Written instruction =
In the items below, convert the lines starting at the one containing "Where can the trailer" and ending at the one containing "<point>412,377</point>" into a Markdown table with the columns Row and Line. Put the row number under Row and each line under Line, and leave out any blank lines.

(Saved entries)
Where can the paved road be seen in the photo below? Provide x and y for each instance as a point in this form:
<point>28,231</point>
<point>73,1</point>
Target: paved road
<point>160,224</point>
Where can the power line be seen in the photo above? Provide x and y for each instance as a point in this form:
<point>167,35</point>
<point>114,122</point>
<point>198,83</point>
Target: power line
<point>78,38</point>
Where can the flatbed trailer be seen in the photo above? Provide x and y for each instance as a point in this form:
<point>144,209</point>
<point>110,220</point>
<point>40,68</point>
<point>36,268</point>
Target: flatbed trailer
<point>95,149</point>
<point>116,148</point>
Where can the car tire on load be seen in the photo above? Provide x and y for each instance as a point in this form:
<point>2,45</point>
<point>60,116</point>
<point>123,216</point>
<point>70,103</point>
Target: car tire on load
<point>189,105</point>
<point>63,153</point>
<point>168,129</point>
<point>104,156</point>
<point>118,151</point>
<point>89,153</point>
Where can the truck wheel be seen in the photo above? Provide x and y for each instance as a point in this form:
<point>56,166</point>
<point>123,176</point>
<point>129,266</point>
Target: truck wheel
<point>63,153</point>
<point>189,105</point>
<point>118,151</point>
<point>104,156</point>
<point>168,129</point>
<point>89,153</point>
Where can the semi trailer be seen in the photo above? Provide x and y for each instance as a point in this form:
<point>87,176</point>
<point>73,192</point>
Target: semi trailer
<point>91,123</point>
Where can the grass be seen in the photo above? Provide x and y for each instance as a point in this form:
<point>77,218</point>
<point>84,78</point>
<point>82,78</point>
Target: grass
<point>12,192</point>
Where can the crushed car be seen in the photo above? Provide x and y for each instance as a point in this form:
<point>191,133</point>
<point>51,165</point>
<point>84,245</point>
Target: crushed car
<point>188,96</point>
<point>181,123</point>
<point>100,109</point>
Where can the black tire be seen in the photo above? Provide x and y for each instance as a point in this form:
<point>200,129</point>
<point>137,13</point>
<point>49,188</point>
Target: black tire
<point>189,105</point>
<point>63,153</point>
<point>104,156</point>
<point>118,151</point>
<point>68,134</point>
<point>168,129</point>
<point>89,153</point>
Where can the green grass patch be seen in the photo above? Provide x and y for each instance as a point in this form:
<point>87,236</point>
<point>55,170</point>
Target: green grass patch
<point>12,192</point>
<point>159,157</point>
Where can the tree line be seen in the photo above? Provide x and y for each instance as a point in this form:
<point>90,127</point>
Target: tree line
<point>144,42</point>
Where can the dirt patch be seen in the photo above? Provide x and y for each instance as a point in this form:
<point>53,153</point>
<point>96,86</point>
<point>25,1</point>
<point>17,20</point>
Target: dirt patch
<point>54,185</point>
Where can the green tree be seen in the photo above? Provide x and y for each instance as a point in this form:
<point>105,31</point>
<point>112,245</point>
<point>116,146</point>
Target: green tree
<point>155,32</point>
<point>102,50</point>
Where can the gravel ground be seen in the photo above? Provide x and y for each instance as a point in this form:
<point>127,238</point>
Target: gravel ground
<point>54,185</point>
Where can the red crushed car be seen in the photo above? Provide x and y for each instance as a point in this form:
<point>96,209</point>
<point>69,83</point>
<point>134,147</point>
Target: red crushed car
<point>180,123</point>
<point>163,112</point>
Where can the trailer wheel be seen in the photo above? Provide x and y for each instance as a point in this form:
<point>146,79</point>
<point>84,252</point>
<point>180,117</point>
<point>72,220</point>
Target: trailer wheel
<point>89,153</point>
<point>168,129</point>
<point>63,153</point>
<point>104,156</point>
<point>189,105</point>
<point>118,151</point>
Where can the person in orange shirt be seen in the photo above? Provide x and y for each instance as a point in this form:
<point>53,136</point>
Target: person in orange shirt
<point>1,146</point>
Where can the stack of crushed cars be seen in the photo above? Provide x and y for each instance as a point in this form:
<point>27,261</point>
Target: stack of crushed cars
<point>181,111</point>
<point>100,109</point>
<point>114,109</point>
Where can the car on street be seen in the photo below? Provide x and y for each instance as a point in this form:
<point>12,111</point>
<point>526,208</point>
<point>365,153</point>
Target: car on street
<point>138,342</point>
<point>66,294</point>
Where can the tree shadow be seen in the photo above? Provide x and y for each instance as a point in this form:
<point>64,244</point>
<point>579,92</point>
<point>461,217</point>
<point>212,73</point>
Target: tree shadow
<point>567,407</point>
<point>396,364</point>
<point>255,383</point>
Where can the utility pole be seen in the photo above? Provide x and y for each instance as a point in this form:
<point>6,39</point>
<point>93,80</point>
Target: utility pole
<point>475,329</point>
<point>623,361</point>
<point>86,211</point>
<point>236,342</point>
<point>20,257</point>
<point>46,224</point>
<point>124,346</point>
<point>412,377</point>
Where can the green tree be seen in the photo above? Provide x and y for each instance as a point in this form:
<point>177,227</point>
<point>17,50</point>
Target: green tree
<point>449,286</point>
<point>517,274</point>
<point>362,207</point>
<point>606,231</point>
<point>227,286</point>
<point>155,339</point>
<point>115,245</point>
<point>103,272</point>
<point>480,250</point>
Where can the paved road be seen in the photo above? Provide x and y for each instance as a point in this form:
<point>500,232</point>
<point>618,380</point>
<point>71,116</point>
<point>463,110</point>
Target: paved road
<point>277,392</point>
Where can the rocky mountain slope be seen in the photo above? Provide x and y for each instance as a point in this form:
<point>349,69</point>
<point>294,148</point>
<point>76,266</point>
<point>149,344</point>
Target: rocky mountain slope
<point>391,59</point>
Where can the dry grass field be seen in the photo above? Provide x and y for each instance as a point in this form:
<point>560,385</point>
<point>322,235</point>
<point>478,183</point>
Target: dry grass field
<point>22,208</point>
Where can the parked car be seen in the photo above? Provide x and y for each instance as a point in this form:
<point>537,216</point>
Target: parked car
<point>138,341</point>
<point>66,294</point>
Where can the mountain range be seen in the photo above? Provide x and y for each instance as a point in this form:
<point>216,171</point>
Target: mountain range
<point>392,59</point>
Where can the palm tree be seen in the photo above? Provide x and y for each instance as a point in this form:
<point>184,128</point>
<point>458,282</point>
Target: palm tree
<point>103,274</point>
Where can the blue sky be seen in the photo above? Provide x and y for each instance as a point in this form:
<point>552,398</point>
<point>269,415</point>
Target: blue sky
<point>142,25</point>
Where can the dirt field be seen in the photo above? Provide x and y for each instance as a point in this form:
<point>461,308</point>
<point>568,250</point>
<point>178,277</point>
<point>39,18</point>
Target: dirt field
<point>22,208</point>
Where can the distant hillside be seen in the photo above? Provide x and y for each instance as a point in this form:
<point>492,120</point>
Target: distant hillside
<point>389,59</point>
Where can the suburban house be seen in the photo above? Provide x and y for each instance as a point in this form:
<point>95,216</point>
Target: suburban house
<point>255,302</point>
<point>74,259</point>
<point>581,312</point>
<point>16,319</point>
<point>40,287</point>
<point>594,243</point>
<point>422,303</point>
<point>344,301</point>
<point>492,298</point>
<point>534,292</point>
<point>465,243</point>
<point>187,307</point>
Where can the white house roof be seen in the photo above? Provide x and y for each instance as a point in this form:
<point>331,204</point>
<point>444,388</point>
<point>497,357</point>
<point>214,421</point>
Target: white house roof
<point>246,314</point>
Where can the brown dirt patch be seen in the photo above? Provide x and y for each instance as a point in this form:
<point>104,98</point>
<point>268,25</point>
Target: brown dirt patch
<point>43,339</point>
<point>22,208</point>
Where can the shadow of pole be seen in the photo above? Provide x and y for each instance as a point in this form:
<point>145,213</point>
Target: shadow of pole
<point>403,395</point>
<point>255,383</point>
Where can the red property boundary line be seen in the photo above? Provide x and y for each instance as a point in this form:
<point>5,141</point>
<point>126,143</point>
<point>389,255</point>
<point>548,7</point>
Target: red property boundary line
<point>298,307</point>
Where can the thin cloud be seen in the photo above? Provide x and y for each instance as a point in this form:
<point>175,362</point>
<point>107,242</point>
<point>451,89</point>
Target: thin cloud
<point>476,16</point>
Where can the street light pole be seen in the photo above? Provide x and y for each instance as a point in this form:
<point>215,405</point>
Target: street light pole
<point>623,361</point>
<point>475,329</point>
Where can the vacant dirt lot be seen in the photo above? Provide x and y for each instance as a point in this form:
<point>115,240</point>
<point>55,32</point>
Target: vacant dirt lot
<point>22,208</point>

Reply to the task =
| Row | Line |
|---|---|
| 1 | Where can the trailer wheel be seen in the photo above? Provide x and y for each instance as a point in this form: |
| 2 | <point>146,79</point> |
| 3 | <point>84,252</point> |
| 4 | <point>180,117</point> |
| 5 | <point>72,220</point> |
| 6 | Target: trailer wheel |
| 7 | <point>89,153</point> |
| 8 | <point>168,129</point> |
| 9 | <point>63,153</point> |
| 10 | <point>104,156</point> |
| 11 | <point>189,105</point> |
| 12 | <point>118,151</point> |
| 13 | Where can the person in orange shirt be seen in the photo above? Provide x and y for each instance as a point in this form: |
| 14 | <point>53,136</point> |
| 15 | Target: person in orange shirt |
| 16 | <point>1,146</point> |
| 17 | Where can the stack of crushed cars be seen in the photo above? Provide x and y for each instance as a point in this form: |
| 18 | <point>27,261</point> |
| 19 | Target: stack of crushed cars |
| 20 | <point>181,111</point> |
| 21 | <point>100,109</point> |
| 22 | <point>114,109</point> |
| 23 | Where can the car on street be seen in the photo below? Provide x and y for each instance as a point in this form: |
| 24 | <point>12,111</point> |
| 25 | <point>526,208</point> |
| 26 | <point>365,153</point> |
| 27 | Target: car on street |
| 28 | <point>138,342</point> |
| 29 | <point>66,294</point> |
| 30 | Where can the tree shadow be seen in the photo above? Provide x and y for each instance as a point in this form: |
| 31 | <point>64,244</point> |
| 32 | <point>579,92</point> |
| 33 | <point>461,217</point> |
| 34 | <point>212,73</point> |
| 35 | Target: tree shadow |
| 36 | <point>567,407</point> |
| 37 | <point>396,364</point> |
| 38 | <point>255,383</point> |
| 39 | Where can the utility pole be seen in the photo above? Provide x and y for each instance as a point in this form: |
| 40 | <point>6,39</point> |
| 41 | <point>93,80</point> |
| 42 | Target: utility pole |
| 43 | <point>475,329</point> |
| 44 | <point>623,361</point> |
| 45 | <point>86,211</point> |
| 46 | <point>236,342</point> |
| 47 | <point>20,257</point> |
| 48 | <point>46,224</point> |
| 49 | <point>124,346</point> |
| 50 | <point>412,377</point> |